_DATASET_:
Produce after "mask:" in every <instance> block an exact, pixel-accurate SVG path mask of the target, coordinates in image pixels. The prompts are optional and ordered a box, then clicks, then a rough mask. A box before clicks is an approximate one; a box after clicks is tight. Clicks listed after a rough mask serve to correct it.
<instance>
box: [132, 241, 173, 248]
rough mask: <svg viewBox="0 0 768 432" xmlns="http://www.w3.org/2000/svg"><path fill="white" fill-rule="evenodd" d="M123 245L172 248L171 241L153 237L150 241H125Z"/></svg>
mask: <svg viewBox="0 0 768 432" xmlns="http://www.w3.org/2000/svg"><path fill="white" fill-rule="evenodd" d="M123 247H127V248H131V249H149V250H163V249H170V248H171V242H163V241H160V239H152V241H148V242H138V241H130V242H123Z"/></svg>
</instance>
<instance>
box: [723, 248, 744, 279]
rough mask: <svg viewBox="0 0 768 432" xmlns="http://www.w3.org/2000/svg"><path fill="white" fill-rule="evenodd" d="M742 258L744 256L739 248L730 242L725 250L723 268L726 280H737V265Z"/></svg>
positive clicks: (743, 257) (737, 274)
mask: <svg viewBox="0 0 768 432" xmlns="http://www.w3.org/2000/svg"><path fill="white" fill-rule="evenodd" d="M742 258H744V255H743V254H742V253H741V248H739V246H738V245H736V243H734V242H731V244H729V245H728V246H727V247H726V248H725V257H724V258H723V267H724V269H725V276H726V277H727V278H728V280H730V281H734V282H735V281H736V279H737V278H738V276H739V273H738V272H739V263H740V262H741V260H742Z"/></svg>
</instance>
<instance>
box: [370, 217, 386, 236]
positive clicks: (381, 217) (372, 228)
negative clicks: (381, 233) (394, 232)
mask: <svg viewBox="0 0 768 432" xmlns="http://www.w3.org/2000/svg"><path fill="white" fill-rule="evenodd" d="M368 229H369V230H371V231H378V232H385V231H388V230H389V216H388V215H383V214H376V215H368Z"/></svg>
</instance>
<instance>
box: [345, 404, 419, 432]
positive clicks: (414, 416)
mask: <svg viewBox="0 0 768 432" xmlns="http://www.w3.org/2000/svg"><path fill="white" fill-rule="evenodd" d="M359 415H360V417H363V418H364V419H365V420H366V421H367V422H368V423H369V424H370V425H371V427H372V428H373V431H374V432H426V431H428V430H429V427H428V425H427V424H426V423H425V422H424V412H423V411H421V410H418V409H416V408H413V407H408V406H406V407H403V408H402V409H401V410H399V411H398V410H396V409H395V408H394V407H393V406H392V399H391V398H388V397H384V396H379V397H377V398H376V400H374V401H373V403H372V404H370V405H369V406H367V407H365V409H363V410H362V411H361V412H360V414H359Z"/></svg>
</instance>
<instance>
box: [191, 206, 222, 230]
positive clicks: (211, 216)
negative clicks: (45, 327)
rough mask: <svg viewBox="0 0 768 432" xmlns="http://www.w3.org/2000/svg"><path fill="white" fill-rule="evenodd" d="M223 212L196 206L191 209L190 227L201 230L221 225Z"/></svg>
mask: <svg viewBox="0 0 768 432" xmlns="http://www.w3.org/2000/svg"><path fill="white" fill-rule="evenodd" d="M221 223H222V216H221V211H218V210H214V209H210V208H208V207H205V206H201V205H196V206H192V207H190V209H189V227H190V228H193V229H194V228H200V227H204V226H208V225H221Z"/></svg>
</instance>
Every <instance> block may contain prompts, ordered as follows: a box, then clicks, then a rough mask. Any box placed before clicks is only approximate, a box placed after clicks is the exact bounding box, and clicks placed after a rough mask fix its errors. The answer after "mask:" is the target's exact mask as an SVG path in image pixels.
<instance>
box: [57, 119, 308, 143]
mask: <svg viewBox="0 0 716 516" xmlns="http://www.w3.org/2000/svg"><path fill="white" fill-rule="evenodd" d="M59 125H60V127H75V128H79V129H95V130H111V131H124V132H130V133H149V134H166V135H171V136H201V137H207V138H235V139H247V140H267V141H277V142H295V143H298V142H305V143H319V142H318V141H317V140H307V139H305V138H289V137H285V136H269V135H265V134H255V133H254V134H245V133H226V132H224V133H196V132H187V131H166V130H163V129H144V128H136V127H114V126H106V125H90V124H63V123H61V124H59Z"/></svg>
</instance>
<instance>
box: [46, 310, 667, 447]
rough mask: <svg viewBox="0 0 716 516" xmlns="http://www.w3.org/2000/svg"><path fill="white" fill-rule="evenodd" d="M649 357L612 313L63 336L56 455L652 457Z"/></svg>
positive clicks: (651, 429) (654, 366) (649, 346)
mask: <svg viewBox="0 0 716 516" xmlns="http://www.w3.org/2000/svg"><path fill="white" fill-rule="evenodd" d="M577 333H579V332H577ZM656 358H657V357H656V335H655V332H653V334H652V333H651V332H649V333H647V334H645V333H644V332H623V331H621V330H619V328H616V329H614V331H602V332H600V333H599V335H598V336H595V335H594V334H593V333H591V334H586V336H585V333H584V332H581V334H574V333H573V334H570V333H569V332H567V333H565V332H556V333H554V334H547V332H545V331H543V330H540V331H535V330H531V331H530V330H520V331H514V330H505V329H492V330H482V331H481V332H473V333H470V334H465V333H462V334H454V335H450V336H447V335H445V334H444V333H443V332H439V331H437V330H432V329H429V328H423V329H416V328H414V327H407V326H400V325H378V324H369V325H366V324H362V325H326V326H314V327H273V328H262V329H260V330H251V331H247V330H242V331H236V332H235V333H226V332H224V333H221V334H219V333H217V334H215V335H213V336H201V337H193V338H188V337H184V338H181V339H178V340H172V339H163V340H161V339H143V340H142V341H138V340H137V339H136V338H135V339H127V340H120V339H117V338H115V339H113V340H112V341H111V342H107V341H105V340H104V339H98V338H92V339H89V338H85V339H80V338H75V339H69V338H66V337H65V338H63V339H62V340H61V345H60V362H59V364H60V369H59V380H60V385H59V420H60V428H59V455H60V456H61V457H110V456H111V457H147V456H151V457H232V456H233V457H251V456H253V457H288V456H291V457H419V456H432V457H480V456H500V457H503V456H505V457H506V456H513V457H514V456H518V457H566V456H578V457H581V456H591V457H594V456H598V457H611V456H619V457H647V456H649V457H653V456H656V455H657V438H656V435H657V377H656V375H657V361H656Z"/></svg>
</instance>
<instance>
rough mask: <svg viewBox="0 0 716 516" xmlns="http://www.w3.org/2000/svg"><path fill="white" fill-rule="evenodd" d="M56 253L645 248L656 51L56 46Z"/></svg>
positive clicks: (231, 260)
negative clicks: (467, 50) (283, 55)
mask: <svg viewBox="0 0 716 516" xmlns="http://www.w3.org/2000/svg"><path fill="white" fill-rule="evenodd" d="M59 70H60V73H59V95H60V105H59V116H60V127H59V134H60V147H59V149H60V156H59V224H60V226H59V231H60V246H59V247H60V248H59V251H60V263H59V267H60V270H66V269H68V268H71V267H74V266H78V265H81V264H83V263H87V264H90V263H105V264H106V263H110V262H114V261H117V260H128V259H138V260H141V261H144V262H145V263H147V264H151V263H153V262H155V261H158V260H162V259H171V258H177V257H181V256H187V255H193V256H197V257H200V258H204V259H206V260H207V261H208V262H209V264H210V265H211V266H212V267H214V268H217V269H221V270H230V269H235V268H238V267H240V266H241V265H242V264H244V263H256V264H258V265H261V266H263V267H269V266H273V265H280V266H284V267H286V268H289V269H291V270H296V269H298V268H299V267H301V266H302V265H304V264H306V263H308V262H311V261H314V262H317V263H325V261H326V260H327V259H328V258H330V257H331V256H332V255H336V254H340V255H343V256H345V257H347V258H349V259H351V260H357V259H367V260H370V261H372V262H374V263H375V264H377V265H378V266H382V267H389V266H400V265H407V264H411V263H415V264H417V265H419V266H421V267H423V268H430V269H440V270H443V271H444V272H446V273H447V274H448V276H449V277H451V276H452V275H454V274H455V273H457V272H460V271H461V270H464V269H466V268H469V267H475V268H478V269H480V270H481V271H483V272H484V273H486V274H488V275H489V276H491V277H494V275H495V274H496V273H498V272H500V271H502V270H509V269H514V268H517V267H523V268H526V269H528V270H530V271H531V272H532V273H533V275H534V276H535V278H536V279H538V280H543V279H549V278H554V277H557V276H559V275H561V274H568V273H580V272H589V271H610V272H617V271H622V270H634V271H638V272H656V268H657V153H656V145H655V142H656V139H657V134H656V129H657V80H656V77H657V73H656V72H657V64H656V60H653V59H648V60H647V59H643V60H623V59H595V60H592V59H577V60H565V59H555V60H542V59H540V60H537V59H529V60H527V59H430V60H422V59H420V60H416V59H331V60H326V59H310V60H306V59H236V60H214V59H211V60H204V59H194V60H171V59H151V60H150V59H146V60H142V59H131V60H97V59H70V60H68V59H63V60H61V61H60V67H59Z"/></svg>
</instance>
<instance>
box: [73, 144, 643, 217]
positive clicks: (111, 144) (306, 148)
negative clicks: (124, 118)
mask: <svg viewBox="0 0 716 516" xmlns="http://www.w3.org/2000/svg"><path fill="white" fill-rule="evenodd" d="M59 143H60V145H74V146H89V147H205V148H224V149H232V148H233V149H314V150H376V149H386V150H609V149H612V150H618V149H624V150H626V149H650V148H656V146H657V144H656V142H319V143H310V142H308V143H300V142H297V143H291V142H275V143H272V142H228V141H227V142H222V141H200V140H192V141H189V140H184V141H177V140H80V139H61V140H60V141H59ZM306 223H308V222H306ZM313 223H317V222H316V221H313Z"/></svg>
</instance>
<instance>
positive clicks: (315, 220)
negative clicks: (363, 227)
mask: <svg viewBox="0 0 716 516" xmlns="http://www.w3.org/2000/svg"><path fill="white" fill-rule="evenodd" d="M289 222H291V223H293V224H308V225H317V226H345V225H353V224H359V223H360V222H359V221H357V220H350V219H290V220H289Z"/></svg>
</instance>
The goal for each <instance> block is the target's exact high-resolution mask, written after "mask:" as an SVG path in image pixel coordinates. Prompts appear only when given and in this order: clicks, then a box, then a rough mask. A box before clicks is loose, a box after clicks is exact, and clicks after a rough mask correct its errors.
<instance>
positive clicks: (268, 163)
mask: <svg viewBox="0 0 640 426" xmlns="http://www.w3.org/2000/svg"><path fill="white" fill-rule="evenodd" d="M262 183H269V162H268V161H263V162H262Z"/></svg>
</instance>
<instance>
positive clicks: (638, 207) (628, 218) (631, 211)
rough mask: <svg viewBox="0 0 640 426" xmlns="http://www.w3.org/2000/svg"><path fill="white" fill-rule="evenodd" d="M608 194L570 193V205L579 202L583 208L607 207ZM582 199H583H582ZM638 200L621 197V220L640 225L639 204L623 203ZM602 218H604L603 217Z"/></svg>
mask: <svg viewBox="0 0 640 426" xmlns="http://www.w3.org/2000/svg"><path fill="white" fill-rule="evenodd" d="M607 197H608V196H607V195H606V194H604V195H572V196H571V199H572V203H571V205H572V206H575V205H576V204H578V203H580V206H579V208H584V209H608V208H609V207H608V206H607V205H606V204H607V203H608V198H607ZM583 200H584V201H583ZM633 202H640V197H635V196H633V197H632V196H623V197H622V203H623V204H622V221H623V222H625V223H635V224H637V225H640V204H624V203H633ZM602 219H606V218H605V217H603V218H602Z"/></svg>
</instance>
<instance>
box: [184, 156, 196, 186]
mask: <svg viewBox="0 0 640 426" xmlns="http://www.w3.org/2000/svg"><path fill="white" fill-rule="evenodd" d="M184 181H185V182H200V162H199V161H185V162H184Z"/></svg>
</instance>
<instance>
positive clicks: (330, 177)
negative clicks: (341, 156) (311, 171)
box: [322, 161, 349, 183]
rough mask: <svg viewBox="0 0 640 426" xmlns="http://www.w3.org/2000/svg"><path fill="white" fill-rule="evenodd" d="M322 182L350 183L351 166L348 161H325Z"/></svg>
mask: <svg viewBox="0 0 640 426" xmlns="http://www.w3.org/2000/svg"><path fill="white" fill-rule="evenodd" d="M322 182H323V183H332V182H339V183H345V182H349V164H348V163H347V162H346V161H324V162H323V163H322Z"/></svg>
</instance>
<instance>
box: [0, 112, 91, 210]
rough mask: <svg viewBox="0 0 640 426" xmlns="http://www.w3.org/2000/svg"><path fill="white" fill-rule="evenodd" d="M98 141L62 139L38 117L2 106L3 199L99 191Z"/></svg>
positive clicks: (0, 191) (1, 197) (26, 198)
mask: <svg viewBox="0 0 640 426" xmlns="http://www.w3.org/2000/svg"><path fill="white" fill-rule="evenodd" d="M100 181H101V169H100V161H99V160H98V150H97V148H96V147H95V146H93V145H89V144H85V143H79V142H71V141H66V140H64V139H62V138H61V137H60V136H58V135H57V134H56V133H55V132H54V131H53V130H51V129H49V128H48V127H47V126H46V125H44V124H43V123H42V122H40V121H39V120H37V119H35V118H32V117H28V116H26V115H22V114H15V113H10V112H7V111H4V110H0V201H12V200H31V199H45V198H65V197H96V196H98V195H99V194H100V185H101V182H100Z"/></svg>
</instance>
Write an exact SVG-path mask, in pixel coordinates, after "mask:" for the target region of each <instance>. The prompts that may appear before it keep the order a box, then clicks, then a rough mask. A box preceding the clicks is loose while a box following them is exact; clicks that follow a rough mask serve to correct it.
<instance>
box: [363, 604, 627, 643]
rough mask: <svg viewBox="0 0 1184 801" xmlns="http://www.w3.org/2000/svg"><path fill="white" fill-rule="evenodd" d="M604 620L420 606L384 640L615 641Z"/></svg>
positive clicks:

_EXERCISE PROMPT_:
Set down, exactly as written, each line of the data from its opening line through the one containing "box: [345, 404, 419, 432]". Output nothing more.

_RESPONSE BOX_:
Produce after "mask:" in every <instance> block an exact, pixel-accurate SVG path mask of the target, coordinates in image pixels. The prompts are optional and ordered a box, then clicks, then a rough mask. A box before clicks is an approximate one; a box after clicks is tight. Clicks listed after a rough mask serve to correct it.
<instance>
box: [132, 241, 173, 248]
rough mask: <svg viewBox="0 0 768 432" xmlns="http://www.w3.org/2000/svg"><path fill="white" fill-rule="evenodd" d="M123 245L172 248L171 241L153 237L150 241H125Z"/></svg>
mask: <svg viewBox="0 0 768 432" xmlns="http://www.w3.org/2000/svg"><path fill="white" fill-rule="evenodd" d="M123 247H127V248H131V249H149V250H163V249H170V248H171V242H163V241H160V239H152V241H148V242H138V241H130V242H123Z"/></svg>
</instance>
<instance>
box: [723, 248, 744, 279]
rough mask: <svg viewBox="0 0 768 432" xmlns="http://www.w3.org/2000/svg"><path fill="white" fill-rule="evenodd" d="M742 258L744 256L739 248L730 242L725 250L723 268L726 280H737V265Z"/></svg>
positive clicks: (743, 257) (737, 274)
mask: <svg viewBox="0 0 768 432" xmlns="http://www.w3.org/2000/svg"><path fill="white" fill-rule="evenodd" d="M742 258H744V255H743V254H742V253H741V248H739V246H738V245H736V243H734V242H731V244H729V245H728V246H727V247H726V248H725V257H724V258H723V267H724V269H725V276H726V277H727V278H728V280H730V281H734V282H735V281H736V279H737V278H738V276H739V273H738V272H739V263H740V262H741V260H742Z"/></svg>
</instance>
<instance>
box: [370, 217, 386, 236]
positive clicks: (381, 217) (372, 228)
negative clicks: (381, 233) (394, 232)
mask: <svg viewBox="0 0 768 432" xmlns="http://www.w3.org/2000/svg"><path fill="white" fill-rule="evenodd" d="M368 229H369V230H371V231H378V232H385V231H388V230H389V216H388V215H383V214H376V215H368Z"/></svg>
</instance>
<instance>
box: [345, 404, 419, 432]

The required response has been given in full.